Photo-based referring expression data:
"""

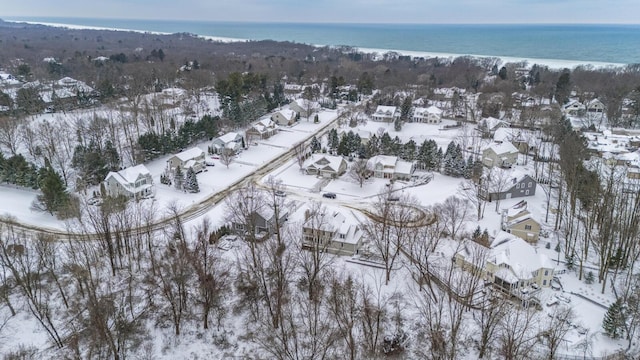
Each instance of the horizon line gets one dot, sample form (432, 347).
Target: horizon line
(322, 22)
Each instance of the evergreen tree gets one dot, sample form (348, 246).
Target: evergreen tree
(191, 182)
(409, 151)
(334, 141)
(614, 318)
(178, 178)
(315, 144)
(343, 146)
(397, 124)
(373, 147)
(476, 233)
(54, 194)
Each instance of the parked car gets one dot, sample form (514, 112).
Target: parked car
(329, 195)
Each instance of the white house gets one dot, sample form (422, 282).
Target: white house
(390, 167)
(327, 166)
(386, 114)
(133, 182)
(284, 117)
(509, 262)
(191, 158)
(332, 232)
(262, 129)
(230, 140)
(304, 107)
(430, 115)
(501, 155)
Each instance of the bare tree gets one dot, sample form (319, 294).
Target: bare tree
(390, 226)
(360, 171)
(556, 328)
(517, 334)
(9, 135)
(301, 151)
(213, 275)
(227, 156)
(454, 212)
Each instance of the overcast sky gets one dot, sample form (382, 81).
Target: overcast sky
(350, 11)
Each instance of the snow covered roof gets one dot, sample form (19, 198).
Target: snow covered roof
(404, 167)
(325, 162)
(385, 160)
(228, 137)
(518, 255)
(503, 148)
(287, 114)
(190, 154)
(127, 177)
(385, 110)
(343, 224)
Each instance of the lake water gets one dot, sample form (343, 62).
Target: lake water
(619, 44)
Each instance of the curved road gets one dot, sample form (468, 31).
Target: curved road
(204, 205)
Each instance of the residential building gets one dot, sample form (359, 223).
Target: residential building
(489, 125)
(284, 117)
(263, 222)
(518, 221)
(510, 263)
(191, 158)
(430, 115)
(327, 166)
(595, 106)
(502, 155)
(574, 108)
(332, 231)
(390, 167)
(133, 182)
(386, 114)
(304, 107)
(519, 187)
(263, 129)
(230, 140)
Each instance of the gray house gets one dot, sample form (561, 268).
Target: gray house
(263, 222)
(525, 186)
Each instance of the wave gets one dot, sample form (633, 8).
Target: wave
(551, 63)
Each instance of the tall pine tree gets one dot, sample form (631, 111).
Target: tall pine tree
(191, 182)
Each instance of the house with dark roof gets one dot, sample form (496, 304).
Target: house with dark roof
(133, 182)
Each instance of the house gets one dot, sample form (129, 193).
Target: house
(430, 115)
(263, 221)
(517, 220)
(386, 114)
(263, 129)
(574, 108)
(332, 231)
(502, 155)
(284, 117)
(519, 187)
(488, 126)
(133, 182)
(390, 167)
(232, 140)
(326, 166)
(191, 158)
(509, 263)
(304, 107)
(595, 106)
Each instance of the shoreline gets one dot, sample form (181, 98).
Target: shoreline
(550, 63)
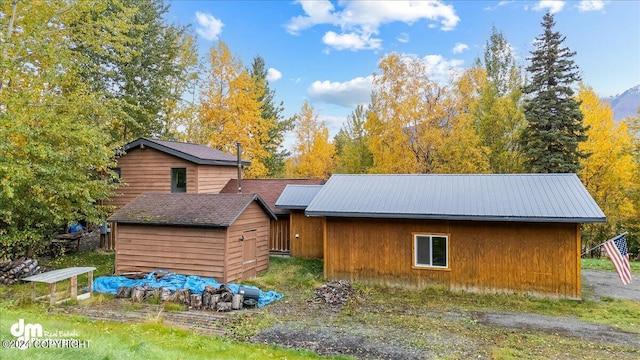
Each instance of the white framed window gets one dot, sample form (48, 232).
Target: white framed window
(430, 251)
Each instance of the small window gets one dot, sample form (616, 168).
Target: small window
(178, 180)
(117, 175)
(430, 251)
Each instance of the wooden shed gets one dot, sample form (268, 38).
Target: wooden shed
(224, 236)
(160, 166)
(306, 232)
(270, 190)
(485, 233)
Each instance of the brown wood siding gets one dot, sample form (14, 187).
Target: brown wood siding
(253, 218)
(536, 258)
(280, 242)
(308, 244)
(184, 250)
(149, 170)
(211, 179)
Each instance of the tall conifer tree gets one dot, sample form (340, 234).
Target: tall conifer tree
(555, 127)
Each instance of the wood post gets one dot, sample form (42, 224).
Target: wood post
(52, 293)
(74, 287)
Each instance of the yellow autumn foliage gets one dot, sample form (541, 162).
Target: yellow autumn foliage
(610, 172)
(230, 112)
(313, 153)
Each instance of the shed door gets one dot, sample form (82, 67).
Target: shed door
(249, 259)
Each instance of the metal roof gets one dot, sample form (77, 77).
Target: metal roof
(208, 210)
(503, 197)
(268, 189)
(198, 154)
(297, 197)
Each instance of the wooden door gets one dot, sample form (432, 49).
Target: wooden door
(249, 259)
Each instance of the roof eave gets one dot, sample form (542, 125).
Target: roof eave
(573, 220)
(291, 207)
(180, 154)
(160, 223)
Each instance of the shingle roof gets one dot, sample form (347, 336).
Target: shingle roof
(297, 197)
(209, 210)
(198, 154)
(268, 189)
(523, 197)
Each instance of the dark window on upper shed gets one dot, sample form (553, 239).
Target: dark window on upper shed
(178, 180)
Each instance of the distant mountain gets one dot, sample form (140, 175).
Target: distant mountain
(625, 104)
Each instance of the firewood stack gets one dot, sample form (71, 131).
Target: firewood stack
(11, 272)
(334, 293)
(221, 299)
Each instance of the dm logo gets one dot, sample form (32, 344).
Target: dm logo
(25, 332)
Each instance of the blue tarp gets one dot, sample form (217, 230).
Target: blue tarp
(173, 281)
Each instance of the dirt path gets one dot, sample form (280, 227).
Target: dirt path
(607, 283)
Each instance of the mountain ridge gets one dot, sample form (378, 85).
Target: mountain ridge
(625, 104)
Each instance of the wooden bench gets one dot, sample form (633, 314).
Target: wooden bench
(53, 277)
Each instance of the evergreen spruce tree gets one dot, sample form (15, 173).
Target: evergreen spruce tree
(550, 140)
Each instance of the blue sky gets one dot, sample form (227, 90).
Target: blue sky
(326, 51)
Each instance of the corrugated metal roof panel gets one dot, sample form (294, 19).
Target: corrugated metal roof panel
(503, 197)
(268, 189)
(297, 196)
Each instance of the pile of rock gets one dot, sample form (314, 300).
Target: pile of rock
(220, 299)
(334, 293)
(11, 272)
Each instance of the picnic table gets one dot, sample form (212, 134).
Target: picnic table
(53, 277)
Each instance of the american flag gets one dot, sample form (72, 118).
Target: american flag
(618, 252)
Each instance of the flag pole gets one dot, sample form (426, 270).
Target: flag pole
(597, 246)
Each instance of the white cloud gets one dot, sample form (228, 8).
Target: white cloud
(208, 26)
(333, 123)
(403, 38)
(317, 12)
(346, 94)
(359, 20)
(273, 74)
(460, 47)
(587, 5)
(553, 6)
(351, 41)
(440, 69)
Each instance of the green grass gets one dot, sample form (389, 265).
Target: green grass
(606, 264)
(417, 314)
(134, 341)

"""

Above are records with pictures; repeat them exactly, but without the pictures.

Output of the task:
Each instance of the horizon line gets one dot, sample form (432, 347).
Target: horizon line
(322, 22)
Each instance of the evergreen tree gets one dot, sample form (348, 246).
Target: evergreen tree
(191, 182)
(409, 151)
(334, 141)
(614, 318)
(178, 178)
(315, 144)
(343, 146)
(397, 124)
(373, 147)
(476, 233)
(54, 194)
Each instance of the parked car gets one dot, sample form (514, 112).
Target: parked car
(329, 195)
Each instance of the white house gets one dot, sample form (422, 282).
Target: white house
(390, 167)
(327, 166)
(386, 114)
(133, 182)
(284, 117)
(509, 262)
(191, 158)
(332, 232)
(262, 129)
(230, 140)
(304, 107)
(430, 115)
(501, 155)
Each instance of the bare tree gets one dot, sample form (319, 294).
Target: bare tree
(390, 226)
(360, 171)
(556, 328)
(517, 334)
(9, 135)
(301, 151)
(213, 275)
(227, 156)
(454, 212)
Each instance of the overcast sky gets one dot, sample form (382, 81).
Target: overcast sky
(350, 11)
Each instance of the snow covered roof gets one dot, sample form (19, 198).
Target: snow covered roof
(404, 167)
(325, 162)
(385, 160)
(228, 137)
(518, 255)
(503, 148)
(287, 114)
(190, 154)
(127, 177)
(385, 110)
(343, 224)
Each instance of the lake water gets one dot, sample form (343, 62).
Target: lake water
(619, 44)
Each instance of the curved road gets one dot, sample form (468, 31).
Target: curved road
(204, 205)
Each instance of the residential building gets one dot, sample form (359, 223).
Target: residential building
(489, 125)
(284, 117)
(263, 222)
(518, 221)
(510, 263)
(191, 158)
(430, 115)
(327, 166)
(595, 106)
(502, 155)
(574, 108)
(332, 231)
(390, 167)
(133, 182)
(386, 114)
(304, 107)
(519, 187)
(263, 129)
(230, 140)
Each instance of the gray house gets one dot, sample form (561, 268).
Target: gray house
(263, 222)
(525, 186)
Each instance of the wave gets one dot, sample form (633, 8).
Target: wave
(551, 63)
Each instance of the tall pine tree gets one dot, sample form (631, 111).
Target: tall pine tree
(191, 182)
Each instance of the house with dark roof gets one dot, sample form (496, 304).
Target: house with dark roof
(133, 182)
Each instance of the house gets one dot, sample form (129, 193).
Target: house
(430, 115)
(263, 221)
(517, 220)
(386, 114)
(263, 129)
(574, 108)
(332, 231)
(502, 155)
(284, 117)
(519, 187)
(488, 126)
(133, 182)
(390, 167)
(232, 140)
(326, 166)
(191, 158)
(509, 263)
(304, 107)
(595, 106)
Each instance of the shoreline gets one dot, sample form (181, 98).
Target: shoreline
(550, 63)
Each instance of the white framed window gets one dot, sample form (48, 232).
Target: white framed window
(430, 251)
Each instance of the small window gets one dot, sample form (616, 168).
Target: small window
(178, 180)
(117, 175)
(430, 251)
Each instance of the wooden shed gets one dot, sample form (268, 38).
Target: wooden shed
(224, 236)
(160, 166)
(306, 232)
(270, 190)
(485, 233)
Each instance of the brown wood siding gets one dot, sample form (14, 187).
Target: brown wood siding
(253, 218)
(536, 258)
(280, 242)
(308, 244)
(184, 250)
(149, 170)
(211, 179)
Each instance of the tall conifer tree gets one dot, sample form (340, 234).
Target: tall conifer tree
(555, 127)
Each instance of the wood post gets one dot, sample form (42, 224).
Target: wood post
(52, 293)
(74, 287)
Each instance of the yellow autumn foliage gets one dot, sample form (541, 162).
Target: yellow autumn foliage
(610, 172)
(230, 112)
(313, 153)
Each instance of the shed door gets one dot, sample form (82, 67).
Target: shed door
(249, 259)
Each instance of the metal roof gets one dot, sample form (77, 77).
Target: metal roof
(208, 210)
(503, 197)
(268, 189)
(198, 154)
(297, 197)
Each instance of the wooden door gets one dot, sample form (432, 49).
Target: wooden door
(249, 259)
Each instance of the roof eave gets one dot, sample form (542, 125).
Target: roof eave
(573, 220)
(291, 207)
(180, 154)
(160, 223)
Each instance of the shingle roof gets one dot, sample form (347, 336).
Target: shingle roof
(297, 197)
(209, 210)
(198, 154)
(268, 189)
(523, 197)
Each instance of the dark window on upper shed gets one dot, sample form (553, 239).
Target: dark window on upper shed
(178, 180)
Each instance of the distant mountain gets one dot, sample form (140, 175).
Target: distant mountain
(625, 104)
Each instance of the firewood stack gets one dot, sample form (71, 131).
Target: firewood stack
(11, 272)
(334, 293)
(221, 299)
Each instance of the dm logo gets one dot, sample form (32, 344).
Target: dm logo
(25, 332)
Each instance of the blue tarp gets one dot, sample form (217, 230).
Target: blue tarp
(173, 281)
Each instance of the dirt path gets one dot, sample form (280, 227).
Target: dirt path
(607, 283)
Each instance of the mountain ridge gets one dot, sample form (378, 85).
Target: mountain ridge
(625, 104)
Each instance of the wooden bench gets one dot, sample form (633, 314).
Target: wooden bench
(53, 277)
Each instance of the evergreen spruce tree gets one dot, sample form (15, 173).
Target: evergreen spruce tree
(550, 140)
Each instance of the blue sky gets one dot, sample form (227, 90).
Target: blue sky
(326, 51)
Each instance of the corrugated metal roof panel gets one dot, sample form (294, 19).
Target: corrugated metal roof panel
(503, 197)
(268, 189)
(297, 196)
Each instance of the pile of rock gets one dot, sample form (314, 300).
Target: pile of rock
(220, 299)
(334, 293)
(11, 272)
Each instance of the picnic table gets one dot, sample form (212, 134).
Target: picnic table
(53, 277)
Each instance of the american flag gets one dot, sample form (72, 118).
Target: american flag
(618, 252)
Each instance of the flag pole gets one dot, sample form (426, 270).
Target: flag pole
(597, 246)
Each instance of the white cloud gets one dot, sample form (228, 8).
Target: white cloud
(208, 26)
(333, 123)
(403, 38)
(317, 12)
(346, 94)
(359, 20)
(273, 74)
(460, 47)
(587, 5)
(553, 6)
(351, 41)
(440, 69)
Each instance of the green grass gets one dot, sample form (389, 265).
Target: green grass
(606, 264)
(417, 314)
(134, 341)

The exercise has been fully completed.